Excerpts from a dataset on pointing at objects

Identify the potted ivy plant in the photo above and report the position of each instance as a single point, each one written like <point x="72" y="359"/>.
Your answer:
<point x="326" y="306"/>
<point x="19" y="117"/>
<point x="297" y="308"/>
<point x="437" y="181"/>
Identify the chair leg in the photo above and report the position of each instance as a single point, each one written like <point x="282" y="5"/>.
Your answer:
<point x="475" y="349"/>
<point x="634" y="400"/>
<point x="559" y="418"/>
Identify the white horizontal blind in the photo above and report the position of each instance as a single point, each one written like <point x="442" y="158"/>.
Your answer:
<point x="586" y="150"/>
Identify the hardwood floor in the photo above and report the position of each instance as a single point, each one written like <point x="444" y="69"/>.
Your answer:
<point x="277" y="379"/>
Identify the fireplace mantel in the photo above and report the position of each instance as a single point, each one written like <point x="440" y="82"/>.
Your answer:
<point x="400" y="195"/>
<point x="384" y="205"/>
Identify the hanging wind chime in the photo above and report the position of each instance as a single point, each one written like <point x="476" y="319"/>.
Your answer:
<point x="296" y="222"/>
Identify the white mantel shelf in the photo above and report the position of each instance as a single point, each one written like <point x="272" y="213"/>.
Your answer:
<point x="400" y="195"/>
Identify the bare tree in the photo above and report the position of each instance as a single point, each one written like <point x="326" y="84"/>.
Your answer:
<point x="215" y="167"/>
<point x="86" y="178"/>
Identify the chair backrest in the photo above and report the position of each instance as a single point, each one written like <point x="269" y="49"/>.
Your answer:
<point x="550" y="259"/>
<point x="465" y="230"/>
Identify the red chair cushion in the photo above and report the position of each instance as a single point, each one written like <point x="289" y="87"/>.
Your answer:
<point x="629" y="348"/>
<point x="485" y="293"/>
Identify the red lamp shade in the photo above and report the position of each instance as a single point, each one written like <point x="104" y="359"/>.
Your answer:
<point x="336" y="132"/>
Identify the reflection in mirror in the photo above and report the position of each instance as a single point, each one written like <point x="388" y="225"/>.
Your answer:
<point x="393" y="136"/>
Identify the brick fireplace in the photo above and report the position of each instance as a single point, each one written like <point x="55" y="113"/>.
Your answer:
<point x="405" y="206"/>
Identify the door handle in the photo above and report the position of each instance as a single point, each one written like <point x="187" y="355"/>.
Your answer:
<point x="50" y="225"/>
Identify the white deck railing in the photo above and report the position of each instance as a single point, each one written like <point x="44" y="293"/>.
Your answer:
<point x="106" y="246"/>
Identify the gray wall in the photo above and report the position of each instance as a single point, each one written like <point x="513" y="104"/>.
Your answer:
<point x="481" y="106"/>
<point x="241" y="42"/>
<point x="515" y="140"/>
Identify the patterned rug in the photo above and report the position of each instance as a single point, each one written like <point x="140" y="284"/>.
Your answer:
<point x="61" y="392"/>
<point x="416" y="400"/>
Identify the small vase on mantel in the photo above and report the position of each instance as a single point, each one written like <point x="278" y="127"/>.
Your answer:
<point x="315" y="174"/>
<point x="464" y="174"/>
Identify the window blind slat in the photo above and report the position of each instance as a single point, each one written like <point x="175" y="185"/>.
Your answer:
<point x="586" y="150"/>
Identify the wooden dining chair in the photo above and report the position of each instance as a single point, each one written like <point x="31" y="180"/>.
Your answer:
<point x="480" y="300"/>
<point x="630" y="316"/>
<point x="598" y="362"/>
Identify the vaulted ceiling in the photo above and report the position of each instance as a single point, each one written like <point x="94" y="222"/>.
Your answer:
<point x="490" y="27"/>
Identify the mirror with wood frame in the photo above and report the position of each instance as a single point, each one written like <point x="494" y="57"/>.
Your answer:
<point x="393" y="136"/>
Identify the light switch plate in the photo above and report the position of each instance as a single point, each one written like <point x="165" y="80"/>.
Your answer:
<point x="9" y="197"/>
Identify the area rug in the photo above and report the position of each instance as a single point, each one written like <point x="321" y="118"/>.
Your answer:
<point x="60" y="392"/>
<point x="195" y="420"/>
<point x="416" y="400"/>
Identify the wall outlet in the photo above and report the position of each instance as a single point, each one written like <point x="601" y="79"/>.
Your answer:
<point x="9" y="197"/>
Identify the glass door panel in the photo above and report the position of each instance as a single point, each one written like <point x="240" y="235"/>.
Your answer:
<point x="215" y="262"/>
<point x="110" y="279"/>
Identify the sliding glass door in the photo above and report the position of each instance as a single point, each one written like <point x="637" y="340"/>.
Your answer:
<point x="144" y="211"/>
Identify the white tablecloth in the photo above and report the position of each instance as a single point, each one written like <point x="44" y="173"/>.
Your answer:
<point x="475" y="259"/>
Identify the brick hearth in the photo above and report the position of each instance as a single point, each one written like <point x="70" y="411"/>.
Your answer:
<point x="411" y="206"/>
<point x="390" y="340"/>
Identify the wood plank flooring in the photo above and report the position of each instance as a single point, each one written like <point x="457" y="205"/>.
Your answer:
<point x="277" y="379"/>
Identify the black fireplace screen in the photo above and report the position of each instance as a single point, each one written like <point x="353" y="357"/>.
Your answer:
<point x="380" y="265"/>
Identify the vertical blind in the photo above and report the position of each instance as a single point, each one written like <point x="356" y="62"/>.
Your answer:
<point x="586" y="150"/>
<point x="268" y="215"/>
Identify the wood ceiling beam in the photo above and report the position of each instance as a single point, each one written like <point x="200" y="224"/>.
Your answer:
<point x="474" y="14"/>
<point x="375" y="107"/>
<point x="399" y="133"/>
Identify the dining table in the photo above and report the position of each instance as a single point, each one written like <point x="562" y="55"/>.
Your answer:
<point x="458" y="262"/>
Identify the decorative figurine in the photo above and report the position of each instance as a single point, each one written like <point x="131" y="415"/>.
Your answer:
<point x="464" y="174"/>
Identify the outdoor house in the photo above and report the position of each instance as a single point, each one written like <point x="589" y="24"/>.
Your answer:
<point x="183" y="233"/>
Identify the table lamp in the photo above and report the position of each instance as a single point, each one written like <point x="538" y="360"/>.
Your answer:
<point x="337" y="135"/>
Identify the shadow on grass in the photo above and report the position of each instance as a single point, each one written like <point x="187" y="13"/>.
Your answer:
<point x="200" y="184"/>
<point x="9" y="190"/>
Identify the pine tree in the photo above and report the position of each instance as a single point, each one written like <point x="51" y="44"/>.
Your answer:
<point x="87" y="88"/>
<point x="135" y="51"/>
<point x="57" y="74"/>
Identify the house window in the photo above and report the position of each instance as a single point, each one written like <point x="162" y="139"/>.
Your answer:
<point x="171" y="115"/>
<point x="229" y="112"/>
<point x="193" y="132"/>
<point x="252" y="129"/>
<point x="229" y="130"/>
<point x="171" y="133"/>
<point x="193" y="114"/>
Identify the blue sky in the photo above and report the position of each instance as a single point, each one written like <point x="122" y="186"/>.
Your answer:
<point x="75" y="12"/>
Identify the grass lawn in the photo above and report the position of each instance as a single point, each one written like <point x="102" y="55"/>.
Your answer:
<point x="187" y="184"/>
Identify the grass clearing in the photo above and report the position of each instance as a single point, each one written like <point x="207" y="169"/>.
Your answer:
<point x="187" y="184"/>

* * *

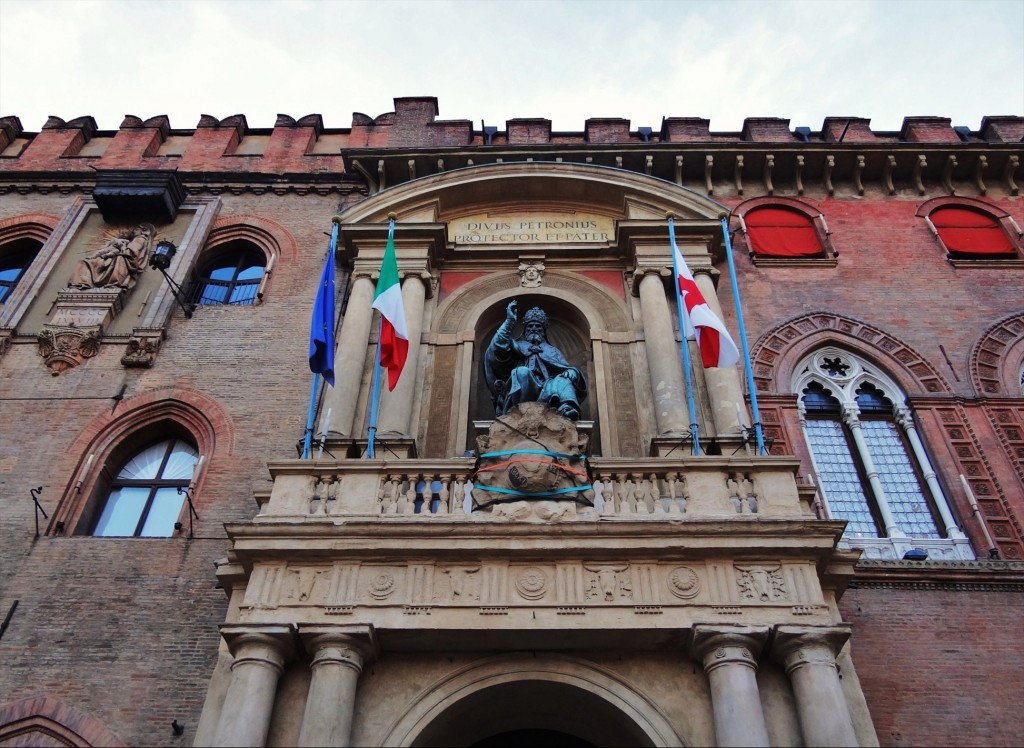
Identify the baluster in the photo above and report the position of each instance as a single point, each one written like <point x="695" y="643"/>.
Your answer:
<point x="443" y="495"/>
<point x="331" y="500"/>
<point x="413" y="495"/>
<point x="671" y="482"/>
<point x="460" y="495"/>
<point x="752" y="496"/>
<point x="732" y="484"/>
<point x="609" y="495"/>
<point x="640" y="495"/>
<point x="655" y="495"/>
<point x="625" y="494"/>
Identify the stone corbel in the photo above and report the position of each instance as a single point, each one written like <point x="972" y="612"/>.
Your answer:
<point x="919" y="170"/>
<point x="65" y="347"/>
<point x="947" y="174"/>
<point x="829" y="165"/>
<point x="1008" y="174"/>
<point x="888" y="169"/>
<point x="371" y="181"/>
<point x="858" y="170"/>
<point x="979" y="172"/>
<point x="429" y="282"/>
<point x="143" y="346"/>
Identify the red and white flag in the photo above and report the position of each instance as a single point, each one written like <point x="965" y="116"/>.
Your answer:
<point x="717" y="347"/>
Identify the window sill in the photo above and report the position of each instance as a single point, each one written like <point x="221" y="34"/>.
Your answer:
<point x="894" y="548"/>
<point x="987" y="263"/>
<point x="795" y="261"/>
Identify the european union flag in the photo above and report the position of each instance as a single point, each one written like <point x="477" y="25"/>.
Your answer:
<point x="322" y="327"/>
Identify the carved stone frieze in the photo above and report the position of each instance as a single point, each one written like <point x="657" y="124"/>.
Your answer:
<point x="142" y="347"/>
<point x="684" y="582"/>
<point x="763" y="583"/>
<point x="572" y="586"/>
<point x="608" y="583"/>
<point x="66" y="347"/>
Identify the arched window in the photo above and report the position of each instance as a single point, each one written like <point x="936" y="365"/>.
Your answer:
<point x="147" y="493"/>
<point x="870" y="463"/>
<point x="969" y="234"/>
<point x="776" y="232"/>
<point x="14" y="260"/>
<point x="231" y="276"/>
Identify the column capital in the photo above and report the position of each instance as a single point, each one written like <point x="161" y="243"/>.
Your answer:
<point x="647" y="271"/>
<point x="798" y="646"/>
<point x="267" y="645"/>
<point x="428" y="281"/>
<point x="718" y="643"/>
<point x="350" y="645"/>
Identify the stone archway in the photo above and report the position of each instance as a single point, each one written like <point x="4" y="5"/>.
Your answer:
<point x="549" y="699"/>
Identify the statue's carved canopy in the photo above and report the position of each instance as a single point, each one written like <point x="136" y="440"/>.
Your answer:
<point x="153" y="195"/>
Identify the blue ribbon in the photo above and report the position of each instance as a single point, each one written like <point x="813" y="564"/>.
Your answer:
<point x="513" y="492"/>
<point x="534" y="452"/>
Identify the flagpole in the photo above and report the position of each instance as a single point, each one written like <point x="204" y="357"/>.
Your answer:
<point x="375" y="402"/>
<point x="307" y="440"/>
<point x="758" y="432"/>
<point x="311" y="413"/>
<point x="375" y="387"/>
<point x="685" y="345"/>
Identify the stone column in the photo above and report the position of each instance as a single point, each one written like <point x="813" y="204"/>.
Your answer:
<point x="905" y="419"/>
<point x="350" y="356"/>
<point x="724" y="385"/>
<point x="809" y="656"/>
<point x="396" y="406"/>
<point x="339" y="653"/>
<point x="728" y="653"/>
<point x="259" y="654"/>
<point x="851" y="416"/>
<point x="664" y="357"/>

Goal of the exercise:
Which lines in the entries contain the word "lamp" with the same capitalization? Pick out each one and copy it in full.

Final result:
Identify the red lamp shade in the photo above and report the position of each instance as a single point, each one written like <point x="104" y="359"/>.
Identify the table lamp in the photo above and report the position of each instance as a single point, each one written like <point x="538" y="360"/>.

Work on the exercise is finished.